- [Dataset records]
↓

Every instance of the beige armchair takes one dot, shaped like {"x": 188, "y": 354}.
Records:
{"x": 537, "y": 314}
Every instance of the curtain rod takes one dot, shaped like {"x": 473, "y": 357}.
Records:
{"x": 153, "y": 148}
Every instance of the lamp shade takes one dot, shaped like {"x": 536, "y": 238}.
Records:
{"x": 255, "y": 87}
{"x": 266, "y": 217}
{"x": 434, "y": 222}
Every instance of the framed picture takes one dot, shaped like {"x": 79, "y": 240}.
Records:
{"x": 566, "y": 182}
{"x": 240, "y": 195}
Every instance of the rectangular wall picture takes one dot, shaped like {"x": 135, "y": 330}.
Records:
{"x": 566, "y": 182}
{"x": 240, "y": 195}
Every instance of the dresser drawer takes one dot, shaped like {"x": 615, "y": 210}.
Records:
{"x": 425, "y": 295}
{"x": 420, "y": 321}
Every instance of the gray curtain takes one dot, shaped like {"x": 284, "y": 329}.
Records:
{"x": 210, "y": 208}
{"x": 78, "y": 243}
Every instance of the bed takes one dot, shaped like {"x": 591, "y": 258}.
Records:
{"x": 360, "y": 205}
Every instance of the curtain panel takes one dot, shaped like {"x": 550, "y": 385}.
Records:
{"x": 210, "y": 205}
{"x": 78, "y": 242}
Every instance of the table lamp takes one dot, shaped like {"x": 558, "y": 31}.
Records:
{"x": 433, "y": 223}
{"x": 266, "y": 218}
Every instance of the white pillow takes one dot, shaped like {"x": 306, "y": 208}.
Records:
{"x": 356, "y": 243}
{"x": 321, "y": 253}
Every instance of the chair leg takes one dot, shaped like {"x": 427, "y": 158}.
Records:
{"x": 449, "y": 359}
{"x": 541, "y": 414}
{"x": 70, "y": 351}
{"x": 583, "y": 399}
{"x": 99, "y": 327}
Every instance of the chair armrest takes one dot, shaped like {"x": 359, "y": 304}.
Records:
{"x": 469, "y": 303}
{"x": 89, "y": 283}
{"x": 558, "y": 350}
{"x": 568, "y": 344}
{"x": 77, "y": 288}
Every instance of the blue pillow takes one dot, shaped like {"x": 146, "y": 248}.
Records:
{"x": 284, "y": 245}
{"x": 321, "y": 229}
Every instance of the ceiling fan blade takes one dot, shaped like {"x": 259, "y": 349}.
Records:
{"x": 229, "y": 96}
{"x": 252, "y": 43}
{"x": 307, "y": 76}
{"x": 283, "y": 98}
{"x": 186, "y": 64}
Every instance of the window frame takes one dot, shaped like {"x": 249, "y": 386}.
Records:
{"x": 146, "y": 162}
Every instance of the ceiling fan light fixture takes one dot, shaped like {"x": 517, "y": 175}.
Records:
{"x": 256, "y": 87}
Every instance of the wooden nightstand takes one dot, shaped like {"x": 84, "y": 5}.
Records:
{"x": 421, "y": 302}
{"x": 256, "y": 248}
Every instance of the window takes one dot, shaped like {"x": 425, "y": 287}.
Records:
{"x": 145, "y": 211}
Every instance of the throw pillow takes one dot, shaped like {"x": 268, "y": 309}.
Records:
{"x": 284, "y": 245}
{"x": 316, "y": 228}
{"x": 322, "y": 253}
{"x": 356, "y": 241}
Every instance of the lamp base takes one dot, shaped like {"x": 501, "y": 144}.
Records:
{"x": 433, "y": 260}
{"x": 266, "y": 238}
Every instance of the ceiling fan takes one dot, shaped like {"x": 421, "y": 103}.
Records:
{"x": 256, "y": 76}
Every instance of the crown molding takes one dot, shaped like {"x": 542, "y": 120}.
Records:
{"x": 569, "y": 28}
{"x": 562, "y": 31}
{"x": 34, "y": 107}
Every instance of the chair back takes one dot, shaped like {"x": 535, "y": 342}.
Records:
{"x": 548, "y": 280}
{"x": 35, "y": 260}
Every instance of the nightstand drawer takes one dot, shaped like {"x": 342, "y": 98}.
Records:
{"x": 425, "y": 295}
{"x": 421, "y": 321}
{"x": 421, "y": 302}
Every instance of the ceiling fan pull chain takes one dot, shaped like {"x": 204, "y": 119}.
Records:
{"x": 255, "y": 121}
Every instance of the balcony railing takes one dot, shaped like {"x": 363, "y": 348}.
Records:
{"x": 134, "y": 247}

↑

- [What to do] Return the lines above that include the string "ceiling".

- [Task answer]
Every instance of the ceiling fan blade takes one dot, shaped like {"x": 259, "y": 349}.
Every instance of the ceiling fan light fixture takes one dot, shaped like {"x": 517, "y": 175}.
Every instance of the ceiling fan takes one dot, shaped like {"x": 421, "y": 103}.
Every instance of the ceiling fan pull chain takes one dot, shaped like {"x": 204, "y": 119}.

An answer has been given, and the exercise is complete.